Aufgabentext —
Nach dem wilden Ritt der vergangenen Tage trauen Börsenexperten dem zuletzt schwachen Dax in der neuen Woche wieder Gewinne zu. Außer der üblichen saisonalen Stärke im vierten Quartal sollten die zuletzt gesunkenen Bewertungen dem deutschen Leitindex Rückenwind geben. Im Fokus steht neben der Geldpolitik die Berichtssaison der Unternehmen, die langsam Fahrt aufnimmt.
Als Risiko gilt am Markt weiterhin eine Ausweitung des aktuellen Konflikts zwischen Israel und der Hamas. Dieser hatte die Stimmung aber nur zu Wochenbeginn etwas beeinträchtigt. Beobachter gehen derzeit nicht davon aus, dass es zu einem Flächenbrand kommen wird. Danach sorgten Aussagen von US-Notenbankern für eine Erholungsrally von Dax & Co, die zuletzt aber von überraschend starken amerikanischen Inflationsdaten wieder einen Dämpfer bekam.

Datensätze —
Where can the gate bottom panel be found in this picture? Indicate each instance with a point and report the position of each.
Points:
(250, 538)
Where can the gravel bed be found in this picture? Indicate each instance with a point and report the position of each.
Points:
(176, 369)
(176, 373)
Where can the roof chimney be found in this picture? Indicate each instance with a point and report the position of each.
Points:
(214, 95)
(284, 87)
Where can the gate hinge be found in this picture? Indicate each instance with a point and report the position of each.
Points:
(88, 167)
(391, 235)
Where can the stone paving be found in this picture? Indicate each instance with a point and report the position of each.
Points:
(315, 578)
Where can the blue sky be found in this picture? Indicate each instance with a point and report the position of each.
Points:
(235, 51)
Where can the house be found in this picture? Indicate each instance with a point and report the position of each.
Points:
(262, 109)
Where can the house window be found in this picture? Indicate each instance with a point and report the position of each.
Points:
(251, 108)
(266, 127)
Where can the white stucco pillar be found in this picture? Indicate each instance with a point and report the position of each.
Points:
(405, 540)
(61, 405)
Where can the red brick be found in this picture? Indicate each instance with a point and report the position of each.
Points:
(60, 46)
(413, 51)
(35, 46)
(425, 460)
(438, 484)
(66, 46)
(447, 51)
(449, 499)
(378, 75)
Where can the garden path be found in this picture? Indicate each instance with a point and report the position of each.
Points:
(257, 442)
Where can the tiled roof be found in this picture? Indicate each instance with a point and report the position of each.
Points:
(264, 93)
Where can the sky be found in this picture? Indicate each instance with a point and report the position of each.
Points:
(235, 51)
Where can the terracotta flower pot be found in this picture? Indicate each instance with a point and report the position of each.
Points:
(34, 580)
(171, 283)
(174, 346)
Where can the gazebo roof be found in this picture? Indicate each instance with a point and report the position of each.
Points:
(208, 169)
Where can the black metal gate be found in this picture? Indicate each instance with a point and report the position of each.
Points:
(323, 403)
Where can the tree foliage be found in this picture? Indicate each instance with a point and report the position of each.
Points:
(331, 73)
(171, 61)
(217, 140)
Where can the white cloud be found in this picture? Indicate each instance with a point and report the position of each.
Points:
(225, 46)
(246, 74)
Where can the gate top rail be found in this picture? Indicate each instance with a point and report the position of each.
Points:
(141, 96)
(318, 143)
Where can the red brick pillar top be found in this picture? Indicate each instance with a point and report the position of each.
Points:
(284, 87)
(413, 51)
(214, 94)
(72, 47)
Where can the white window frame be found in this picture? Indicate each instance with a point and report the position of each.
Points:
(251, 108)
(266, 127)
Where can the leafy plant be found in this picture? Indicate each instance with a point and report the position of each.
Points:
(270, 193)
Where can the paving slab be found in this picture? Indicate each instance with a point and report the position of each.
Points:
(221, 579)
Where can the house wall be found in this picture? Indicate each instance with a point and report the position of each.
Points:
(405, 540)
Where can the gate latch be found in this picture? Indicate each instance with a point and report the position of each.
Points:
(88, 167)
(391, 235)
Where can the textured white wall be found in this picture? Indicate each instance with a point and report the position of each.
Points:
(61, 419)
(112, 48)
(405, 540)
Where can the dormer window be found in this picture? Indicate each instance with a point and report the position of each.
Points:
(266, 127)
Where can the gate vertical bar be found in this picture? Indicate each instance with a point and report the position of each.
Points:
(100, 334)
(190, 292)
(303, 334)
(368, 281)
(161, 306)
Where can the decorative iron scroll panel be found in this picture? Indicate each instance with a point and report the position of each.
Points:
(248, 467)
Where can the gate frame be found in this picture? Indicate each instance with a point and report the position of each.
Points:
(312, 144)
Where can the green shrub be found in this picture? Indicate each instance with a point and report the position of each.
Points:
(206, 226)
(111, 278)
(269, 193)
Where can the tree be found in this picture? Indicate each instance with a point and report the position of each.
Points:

Aufgabenziel — Wie lautet der Abschnitt des Börsentexts zwischen "Nach dem wilden" und "einen Dämpfer bekam.", beide eingeschlossen, wenn Sie ihn so bearbeiten, dass "Dax" durch "DAX" ersetzt wird?

Lösung —
Nach dem wilden Ritt der vergangenen Tage trauen Börsenexperten dem zuletzt schwachen DAX in der neuen Woche wieder Gewinne zu. Außer der üblichen saisonalen Stärke im vierten Quartal sollten die zuletzt gesunkenen Bewertungen dem deutschen Leitindex Rückenwind geben. Im Fokus steht neben der Geldpolitik die Berichtssaison der Unternehmen, die langsam Fahrt aufnimmt.
Als Risiko gilt am Markt weiterhin eine Ausweitung des aktuellen Konflikts zwischen Israel und der Hamas. Dieser hatte die Stimmung aber nur zu Wochenbeginn etwas beeinträchtigt. Beobachter gehen derzeit nicht davon aus, dass es zu einem Flächenbrand kommen wird. Danach sorgten Aussagen von US-Notenbankern für eine Erholungsrally von DAX & Co, die zuletzt aber von überraschend starken amerikanischen Inflationsdaten wieder einen Dämpfer bekam.